#### What you have to do
Wherever a line in the material contains the word "rough", copy that line.

#### Input data
---+---
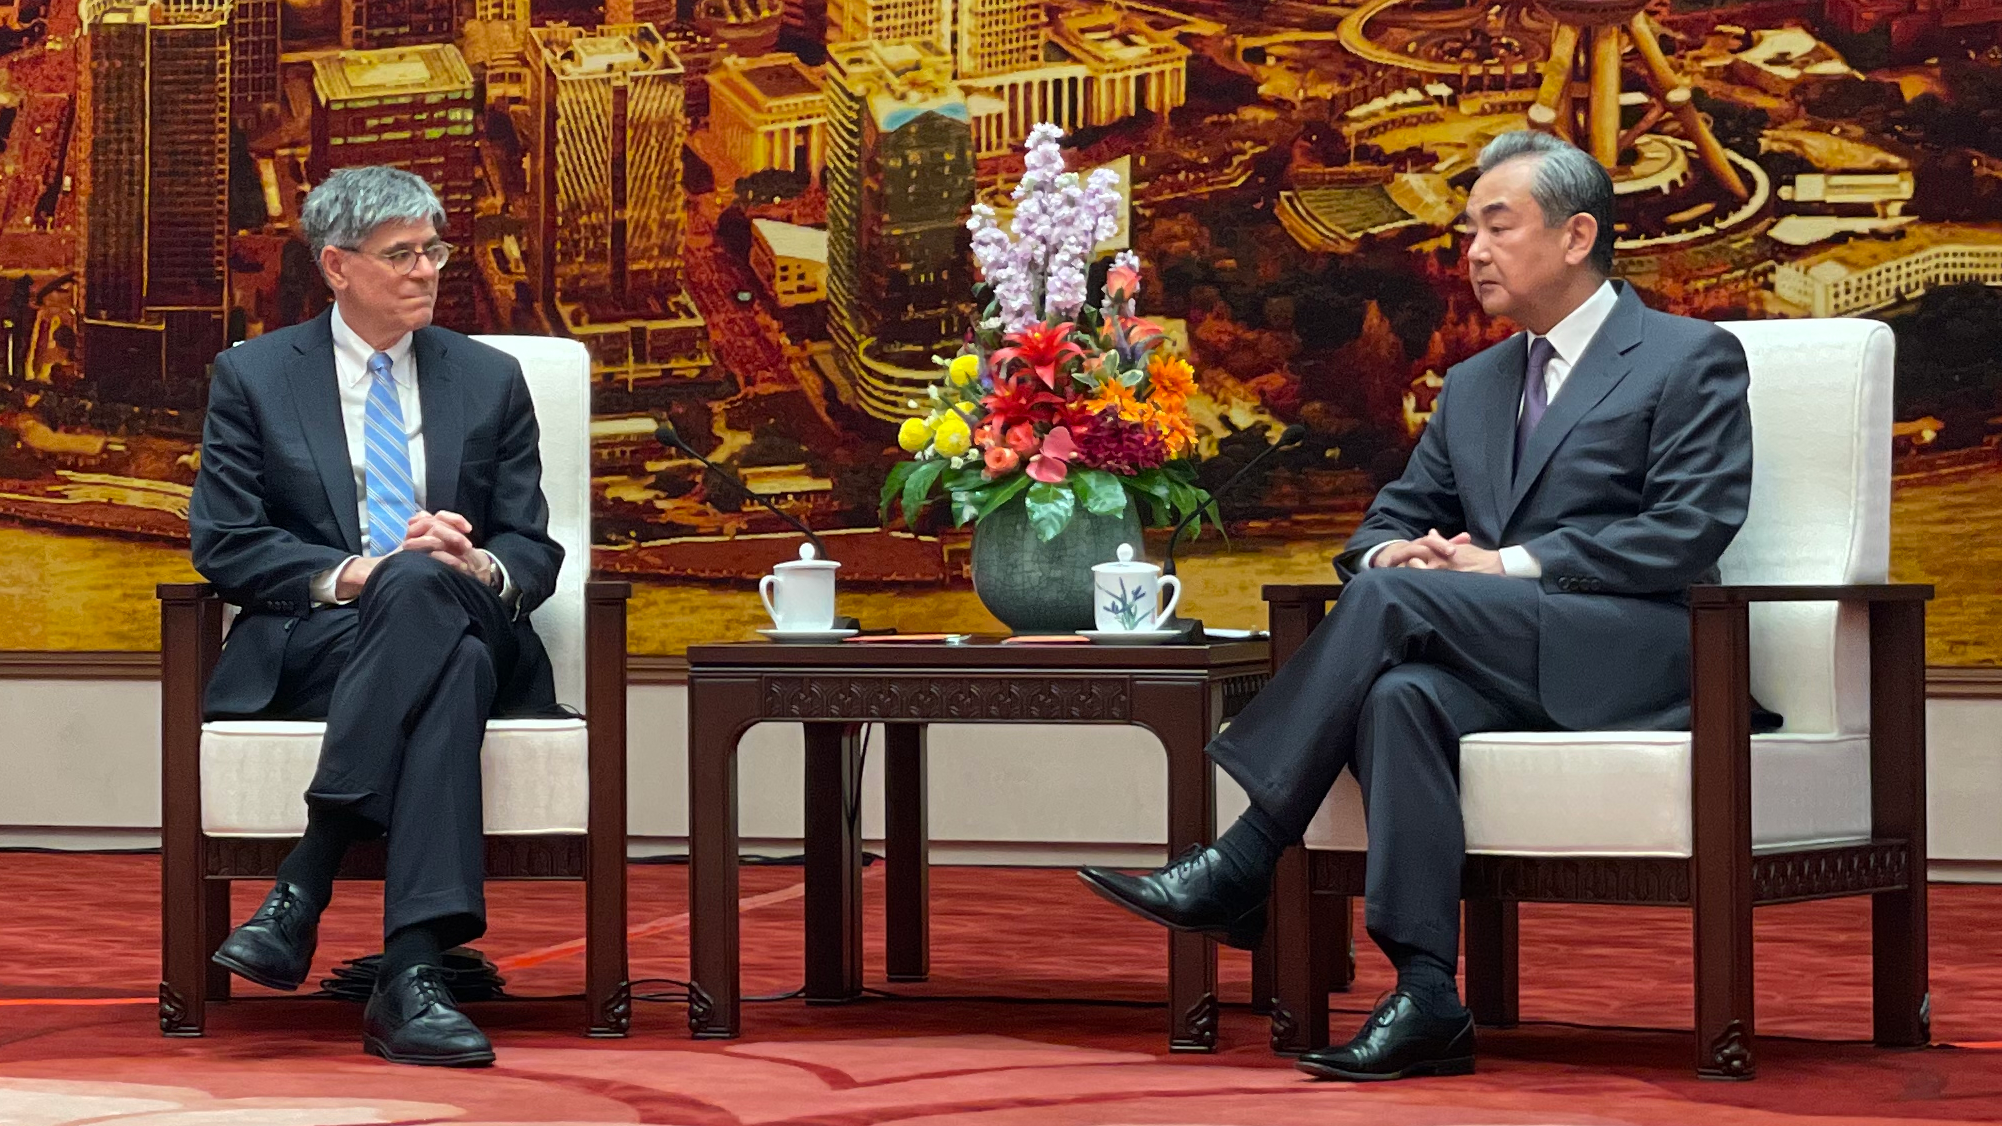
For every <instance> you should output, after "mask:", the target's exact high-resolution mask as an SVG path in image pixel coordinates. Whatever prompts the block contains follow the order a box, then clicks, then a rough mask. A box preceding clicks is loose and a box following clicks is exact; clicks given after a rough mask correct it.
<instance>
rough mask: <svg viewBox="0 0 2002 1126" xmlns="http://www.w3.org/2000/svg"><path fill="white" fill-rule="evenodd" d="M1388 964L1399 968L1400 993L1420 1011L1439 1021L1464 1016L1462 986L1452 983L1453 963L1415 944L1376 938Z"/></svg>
mask: <svg viewBox="0 0 2002 1126" xmlns="http://www.w3.org/2000/svg"><path fill="white" fill-rule="evenodd" d="M1377 946H1381V948H1383V954H1387V956H1389V964H1391V966H1395V968H1397V992H1399V994H1403V996H1407V998H1411V1002H1413V1004H1417V1008H1419V1012H1423V1014H1425V1016H1433V1018H1439V1020H1457V1018H1461V1016H1465V1012H1467V1010H1465V1006H1461V1004H1459V986H1455V984H1453V964H1451V962H1443V960H1439V956H1437V954H1429V952H1425V950H1419V948H1415V946H1405V944H1401V942H1383V940H1377Z"/></svg>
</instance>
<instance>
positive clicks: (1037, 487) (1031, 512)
mask: <svg viewBox="0 0 2002 1126" xmlns="http://www.w3.org/2000/svg"><path fill="white" fill-rule="evenodd" d="M1075 509H1077V497H1075V495H1071V487H1069V485H1051V483H1049V481H1037V483H1035V485H1029V527H1033V529H1035V537H1037V539H1041V541H1043V543H1049V541H1051V539H1057V533H1059V531H1063V527H1065V525H1069V523H1071V513H1073V511H1075Z"/></svg>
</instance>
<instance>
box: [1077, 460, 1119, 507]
mask: <svg viewBox="0 0 2002 1126" xmlns="http://www.w3.org/2000/svg"><path fill="white" fill-rule="evenodd" d="M1071 491H1073V493H1077V499H1079V501H1083V503H1085V511H1087V513H1095V515H1101V517H1119V515H1125V505H1127V501H1125V487H1123V485H1119V479H1117V477H1113V475H1111V473H1105V471H1103V469H1077V467H1073V469H1071Z"/></svg>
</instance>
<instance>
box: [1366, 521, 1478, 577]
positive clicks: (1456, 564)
mask: <svg viewBox="0 0 2002 1126" xmlns="http://www.w3.org/2000/svg"><path fill="white" fill-rule="evenodd" d="M1371 565H1373V567H1413V569H1419V571H1475V573H1481V575H1499V573H1501V553H1499V551H1487V549H1485V547H1475V545H1473V537H1471V535H1467V533H1459V535H1455V537H1451V539H1447V537H1443V535H1439V529H1431V531H1427V533H1425V535H1421V537H1417V539H1399V541H1393V543H1391V545H1389V547H1385V549H1383V551H1377V557H1375V559H1373V561H1371Z"/></svg>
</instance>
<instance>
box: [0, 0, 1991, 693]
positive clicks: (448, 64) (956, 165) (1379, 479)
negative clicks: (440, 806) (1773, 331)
mask: <svg viewBox="0 0 2002 1126" xmlns="http://www.w3.org/2000/svg"><path fill="white" fill-rule="evenodd" d="M1998 32H2002V6H1992V4H1986V2H1984V0H1926V2H1924V4H1922V2H1918V0H1798V2H1796V0H1782V2H1760V4H1718V6H1702V4H1688V2H1662V0H1654V2H1646V4H1642V0H1554V2H1552V4H1550V6H1548V8H1546V6H1542V4H1538V2H1522V0H1504V2H1501V4H1489V2H1487V0H1481V2H1479V4H1463V2H1459V0H1367V2H1363V4H1321V2H1315V0H1269V2H1255V4H1253V2H1243V0H1161V2H1147V4H1117V2H1105V0H1079V2H1025V0H935V2H911V0H783V2H781V0H755V2H721V0H621V2H611V4H595V2H577V0H571V2H563V4H541V2H537V0H408V2H402V4H378V2H370V0H306V2H292V0H286V2H280V0H170V2H154V4H140V2H128V0H88V2H84V4H78V2H76V0H0V339H4V365H0V649H26V651H34V649H150V647H156V643H158V613H156V607H154V601H152V585H154V583H158V581H172V579H188V577H192V571H190V567H188V563H186V503H188V487H190V485H192V481H194V471H196V465H198V445H200V419H202V403H204V397H206V369H208V363H210V359H212V357H214V353H216V351H218V349H222V347H226V345H228V343H230V341H236V339H244V337H252V335H258V333H266V331H272V329H278V327H284V325H292V323H298V321H304V319H308V317H312V315H316V313H318V311H320V309H324V305H326V301H328V297H326V291H324V287H322V285H320V280H318V276H316V274H314V266H312V260H310V254H308V252H306V248H304V244H302V242H300V240H298V234H296V220H298V204H300V200H302V198H304V192H306V188H308V186H310V184H312V182H318V180H320V178H322V176H324V174H326V172H328V170H330V168H336V166H342V164H372V162H388V164H400V166H406V168H412V170H416V172H420V174H424V176H426V178H428V180H430V182H432V184H434V186H436V188H438V192H440V198H442V200H444V204H446V238H450V240H452V242H454V244H456V246H458V252H456V254H454V258H452V262H450V266H448V270H446V276H444V278H442V287H440V305H438V321H440V323H442V325H448V327H452V329H460V331H468V333H537V335H547V333H555V335H569V337H577V339H581V341H585V343H587V345H589V349H591V353H593V357H595V401H593V409H595V417H597V425H595V433H593V489H595V499H597V509H595V513H597V515H595V519H597V527H595V537H597V549H595V557H593V565H595V569H597V571H599V573H605V575H617V577H629V579H633V581H635V585H637V595H635V603H633V647H635V651H641V653H661V655H673V653H679V651H683V649H685V647H687V645H689V643H693V641H707V639H739V637H751V635H753V633H751V631H753V629H755V627H757V625H763V623H765V617H763V611H761V607H759V603H757V597H755V593H753V585H755V579H757V575H761V573H763V571H767V569H769V567H771V565H773V563H777V561H781V559H785V557H791V555H793V551H795V547H797V537H793V535H791V533H787V531H785V525H783V523H779V521H777V519H773V517H771V515H769V513H765V511H763V509H761V507H757V505H749V503H745V497H743V495H739V493H737V491H735V489H731V487H729V485H725V483H723V481H721V479H717V477H715V475H711V473H707V471H703V469H701V465H699V463H695V461H693V459H687V457H685V455H677V453H673V451H667V449H661V447H659V445H657V443H653V439H651V437H649V435H651V431H653V429H655V425H657V423H659V421H673V423H675V425H677V427H679V431H681V433H683V435H685V437H687V439H689V441H691V443H693V445H695V447H697V449H701V451H705V453H707V455H709V457H711V459H715V461H721V463H725V465H729V467H731V469H733V471H737V473H739V475H743V477H745V479H747V481H749V485H751V489H755V491H759V493H763V495H767V497H771V499H773V501H775V503H779V505H781V507H785V509H787V511H791V513H793V515H797V517H801V519H805V521H809V523H813V525H815V527H817V529H821V531H823V533H825V535H827V539H829V543H831V545H833V553H835V555H837V557H839V559H841V561H843V587H841V605H843V611H845V613H853V615H857V617H861V619H865V623H869V625H897V627H903V629H999V625H997V623H995V621H993V619H991V617H989V615H987V613H985V611H983V609H981V605H979V601H977V599H975V597H973V591H971V585H969V581H967V535H965V533H963V531H957V529H951V527H949V525H945V521H943V519H941V517H939V515H927V517H923V519H921V521H919V525H917V527H905V525H901V523H893V525H889V527H885V525H883V523H881V521H879V517H877V505H875V493H877V485H879V483H881V481H883V475H885V473H887V469H889V465H891V463H893V461H895V457H897V451H895V425H897V417H899V415H901V411H903V409H905V401H907V399H911V395H913V393H915V391H917V389H921V387H923V381H925V379H927V373H929V371H931V367H933V365H931V357H933V355H935V353H937V351H941V349H949V347H951V343H953V341H955V339H957V337H959V335H961V333H963V331H965V327H967V317H969V313H971V311H969V305H967V303H969V295H971V285H973V280H975V278H973V274H971V264H969V258H967V236H965V226H963V222H965V216H967V210H969V206H971V204H973V202H975V200H989V202H1001V204H1005V196H1007V190H1009V186H1011V184H1013V180H1015V176H1019V172H1021V164H1019V142H1021V138H1023V136H1025V134H1027V130H1029V126H1031V124H1035V122H1039V120H1053V122H1057V124H1059V126H1063V128H1065V130H1067V132H1069V138H1067V144H1069V148H1071V166H1073V168H1089V166H1101V164H1103V166H1111V168H1115V170H1119V172H1121V176H1123V180H1125V194H1127V214H1125V222H1123V224H1121V232H1119V236H1117V238H1115V240H1113V242H1111V244H1107V246H1105V250H1107V252H1109V250H1111V248H1113V246H1131V248H1135V250H1139V254H1141V256H1143V260H1145V270H1143V283H1145V287H1143V295H1141V313H1143V315H1145V317H1149V319H1153V321H1157V323H1161V325H1163V327H1167V329H1169V333H1171V335H1173V337H1175V339H1177V341H1179V343H1181V345H1183V347H1185V349H1187V351H1189V355H1191V359H1193V361H1195V367H1197V371H1199V377H1201V389H1203V395H1201V399H1199V401H1197V403H1195V407H1197V415H1199V421H1201V425H1203V429H1205V437H1203V445H1201V453H1203V463H1201V469H1199V471H1201V475H1203V479H1205V483H1209V485H1217V483H1221V481H1223V479H1225V477H1227V475H1229V473H1231V471H1233V469H1235V467H1239V465H1243V463H1245V459H1247V457H1251V453H1255V451H1257V449H1259V445H1261V443H1263V441H1267V439H1269V435H1273V433H1275V431H1277V427H1281V425H1287V423H1301V425H1305V427H1307V435H1309V439H1307V443H1305V445H1301V447H1299V449H1295V451H1287V453H1283V455H1279V457H1273V459H1269V461H1267V463H1263V467H1261V469H1259V471H1257V473H1255V475H1253V477H1249V479H1247V481H1245V485H1243V487H1241V489H1239V491H1235V493H1233V495H1231V497H1227V501H1225V515H1227V523H1229V533H1231V537H1229V543H1225V541H1221V539H1219V537H1215V535H1205V537H1203V539H1201V541H1199V543H1195V545H1191V547H1187V549H1185V551H1183V557H1185V565H1183V579H1185V585H1187V599H1185V607H1183V609H1185V611H1193V613H1197V615H1201V617H1205V619H1207V621H1211V623H1219V625H1243V627H1249V625H1261V623H1263V611H1261V607H1259V603H1257V587H1259V583H1267V581H1289V579H1291V581H1303V579H1325V577H1327V575H1329V569H1327V559H1329V555H1331V553H1333V549H1335V545H1337V543H1339V541H1341V537H1343V535H1345V533H1347V531H1349V529H1351V527H1353V523H1355V519H1357V517H1359V513H1361V509H1363V505H1365V503H1367V499H1369V495H1371V493H1373V489H1375V487H1377V485H1381V483H1383V481H1387V479H1391V477H1393V475H1395V473H1397V471H1399V467H1401V465H1403V459H1405V455H1407V451H1409V445H1411V441H1413V439H1415V435H1417V433H1419V429H1421V427H1423V421H1425V415H1427V411H1429V407H1431V399H1433V393H1435V389H1437V383H1439V375H1441V373H1443V371H1445V369H1447V367H1449V365H1451V363H1457V361H1459V359H1465V357H1467V355H1473V353H1475V351H1479V349H1481V347H1485V345H1489V343H1493V341H1499V339H1504V337H1506V335H1508V333H1510V331H1512V329H1510V327H1508V325H1497V323H1489V321H1487V319H1485V317H1483V315H1481V313H1479V309H1477V307H1475V305H1473V303H1471V301H1469V295H1467V291H1465V280H1463V270H1461V264H1459V242H1457V234H1455V230H1453V216H1455V214H1457V210H1459V206H1461V202H1463V198H1465V190H1467V184H1469V182H1471V164H1473V154H1475V152H1477V148H1479V144H1481V142H1483V140H1485V138H1489V136H1493V134H1497V132H1504V130H1510V128H1522V126H1524V124H1528V122H1538V124H1542V126H1546V128H1554V130H1560V132H1566V134H1570V136H1574V138H1578V140H1580V144H1586V146H1590V148H1592V150H1594V152H1596V154H1600V156H1602V160H1606V162H1608V164H1610V166H1614V170H1616V180H1618V182H1620V186H1622V204H1620V218H1622V222H1620V238H1622V242H1620V244H1622V252H1620V274H1622V276H1626V278H1628V280H1630V283H1634V285H1636V287H1638V289H1640V291H1642V295H1644V299H1646V301H1648V303H1650V305H1654V307H1658V309H1668V311H1676V313H1688V315H1696V317H1710V319H1746V317H1754V319H1756V317H1814V315H1822V317H1828V315H1864V317H1878V319H1884V321H1888V323H1890V325H1892V329H1894V331H1896V335H1898V395H1896V409H1898V431H1896V451H1894V455H1896V495H1894V549H1892V551H1894V561H1892V569H1894V577H1896V579H1906V581H1930V583H1938V587H1940V599H1938V601H1936V603H1934V609H1932V615H1930V625H1932V633H1930V637H1932V641H1930V643H1932V659H1934V661H1936V663H1950V665H1996V663H2002V595H1998V591H2002V535H1994V533H1992V513H1994V511H1996V509H1998V507H2002V457H1998V439H2002V401H1998V389H2002V351H1998V347H1996V327H1998V325H2002V291H1998V289H1996V287H2002V46H1998V44H2002V34H1998ZM1614 52H1616V54H1614ZM1614 58H1618V64H1614V62H1612V60H1614ZM1782 425H1784V423H1782ZM1149 551H1151V553H1153V555H1159V551H1161V543H1159V539H1155V541H1151V543H1149Z"/></svg>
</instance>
---+---
#### Result of the task
For every <instance> you should output, after "mask:", the target's exact high-resolution mask as an SVG path in image pixel coordinates. Whatever prompts the block contains follow the order a box, then clicks, then a rough mask. A box preceding clicks is loose and a box following clicks is exact; clicks given after a rough mask correct it.
rough mask: <svg viewBox="0 0 2002 1126" xmlns="http://www.w3.org/2000/svg"><path fill="white" fill-rule="evenodd" d="M1388 964L1399 968L1400 993L1420 1011L1439 1021L1464 1016L1462 986L1452 983L1453 963L1415 944L1376 938Z"/></svg>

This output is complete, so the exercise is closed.